Please copy out every one of the rows below word for word, leaving each line unchanged.

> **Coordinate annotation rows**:
▬▬▬▬▬▬

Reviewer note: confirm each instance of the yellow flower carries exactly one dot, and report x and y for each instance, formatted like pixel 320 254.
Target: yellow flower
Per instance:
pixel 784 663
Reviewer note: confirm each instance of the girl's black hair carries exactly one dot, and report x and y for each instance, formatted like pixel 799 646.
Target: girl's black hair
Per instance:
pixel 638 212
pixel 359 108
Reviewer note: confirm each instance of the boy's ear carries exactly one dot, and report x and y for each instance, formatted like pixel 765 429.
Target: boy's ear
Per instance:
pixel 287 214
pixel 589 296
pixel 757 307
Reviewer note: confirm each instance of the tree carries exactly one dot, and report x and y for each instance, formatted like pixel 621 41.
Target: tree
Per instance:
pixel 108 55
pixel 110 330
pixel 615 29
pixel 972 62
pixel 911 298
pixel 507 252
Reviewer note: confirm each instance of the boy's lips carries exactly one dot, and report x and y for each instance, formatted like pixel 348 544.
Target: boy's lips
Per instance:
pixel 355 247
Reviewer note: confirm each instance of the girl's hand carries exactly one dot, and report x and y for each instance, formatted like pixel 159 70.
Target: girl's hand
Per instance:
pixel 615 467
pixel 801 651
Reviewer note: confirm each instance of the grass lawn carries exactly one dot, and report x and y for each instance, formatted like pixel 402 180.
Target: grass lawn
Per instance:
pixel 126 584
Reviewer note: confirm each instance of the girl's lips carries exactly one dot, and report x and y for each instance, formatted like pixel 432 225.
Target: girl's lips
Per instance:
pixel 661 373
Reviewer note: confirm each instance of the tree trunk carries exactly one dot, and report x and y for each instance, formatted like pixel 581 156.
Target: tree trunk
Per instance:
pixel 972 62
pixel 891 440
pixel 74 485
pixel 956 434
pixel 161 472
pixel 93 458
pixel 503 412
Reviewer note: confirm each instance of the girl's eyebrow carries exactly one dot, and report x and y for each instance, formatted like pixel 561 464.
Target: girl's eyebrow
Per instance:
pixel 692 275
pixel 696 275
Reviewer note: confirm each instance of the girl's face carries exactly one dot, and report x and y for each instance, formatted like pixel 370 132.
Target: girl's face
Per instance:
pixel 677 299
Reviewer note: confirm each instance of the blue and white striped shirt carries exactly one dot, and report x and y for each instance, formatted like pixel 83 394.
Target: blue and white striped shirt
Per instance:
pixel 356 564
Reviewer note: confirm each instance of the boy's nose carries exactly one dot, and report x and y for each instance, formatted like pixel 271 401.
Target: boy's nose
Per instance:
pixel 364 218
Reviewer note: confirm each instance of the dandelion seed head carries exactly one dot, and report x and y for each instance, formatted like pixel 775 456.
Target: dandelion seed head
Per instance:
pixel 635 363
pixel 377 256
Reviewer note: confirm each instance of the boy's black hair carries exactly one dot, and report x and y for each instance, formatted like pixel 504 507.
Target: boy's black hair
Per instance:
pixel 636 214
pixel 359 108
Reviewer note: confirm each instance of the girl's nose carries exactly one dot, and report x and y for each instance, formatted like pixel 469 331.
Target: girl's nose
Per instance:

▬▬▬▬▬▬

> **SOLUTION BELOW**:
Reviewer note: confirm each instance of the yellow flower carries exactly one dot, and report x and y for each instance, formatted like pixel 320 254.
Target: yellow flower
Per instance:
pixel 784 663
Reviewer note: confirm each instance of the girl's black hair carries exactly one dot, and report x and y for each instance, formatted like pixel 799 646.
Target: girl's black hair
Per instance:
pixel 638 212
pixel 359 108
Reviewer note: confirm each instance of the boy's ear carries exactly one dot, and report x and y for each instance, formatted like pixel 765 429.
Target: boy's ear
Per instance:
pixel 287 214
pixel 589 296
pixel 757 307
Reviewer note: confirm each instance of the tree carries exactly one dot, and report x and y for each instance, formatted like pixel 621 41.
Target: tree
Per instance:
pixel 108 55
pixel 110 330
pixel 615 29
pixel 972 62
pixel 911 298
pixel 507 252
Reviewer note: confirm each instance of the boy's lips carries exactly one dot, and report x and y for each instance, formatted like pixel 348 544.
Target: boy's lips
Per instance:
pixel 355 247
Reviewer note: confirm each instance of the girl's hand carries exactly one dot, and report x and y for each instance, formatted like pixel 159 70.
Target: girl's hand
Per instance:
pixel 615 467
pixel 801 651
Reviewer note: confirm each instance of the grass lawn carries exactly one dot, and report x and y for each instance, formatted like pixel 402 180.
Target: grass lawn
Per instance:
pixel 126 584
Reviewer note: confirm each instance of the girl's lips carries exactly one dot, and report x and y for each instance, formatted like pixel 432 225.
Target: girl's lips
Per instance:
pixel 661 373
Reviewer note: confirm each instance of the tree trunk carries exactly one dot, and report x and y for each instance, formatted like pixel 581 156.
Target: tree trunk
Per instance:
pixel 972 62
pixel 891 440
pixel 74 485
pixel 956 434
pixel 161 472
pixel 93 458
pixel 503 412
Reviewer note: confirm each instance of the girl's eyebrow carries exactly one dot, and report x and y for each instance, formatted like pixel 561 464.
Target: girl's eyebrow
Per instance:
pixel 692 275
pixel 696 275
Reviewer note: confirm each instance of the girl's face carries exactly one dot, and report x and y for each instance, formatted like pixel 370 132.
Target: girl's face
Per instance:
pixel 677 299
Reviewer note: confirm each instance of the blue and white striped shirt carries exactly one dot, and report x and y for each instance, formatted like pixel 83 394.
Target: blue and white striped shirt
Per instance:
pixel 356 564
Reviewer note: confirm each instance of the boy's nose carries exactly one dot, and report x and y for each instance, formatted like pixel 271 401.
Target: boy's nose
Per instance:
pixel 364 218
Reviewer note: confirm each instance of the dandelion seed head carries exactly one dot, and report x and y for each instance, formatted like pixel 775 456.
Target: dandelion seed head
Per instance:
pixel 635 363
pixel 377 256
Reviewer note: confirm each instance of the boy's black hair carries exactly one dot, and report x and y for each instance, formatted like pixel 504 507.
Target: boy's black hair
Per instance:
pixel 636 214
pixel 359 108
Reviewer note: confirm each instance of the girl's nose carries exactly one dot, and report x and y for each instance, formatted like pixel 469 331.
Target: girl's nose
Per instance:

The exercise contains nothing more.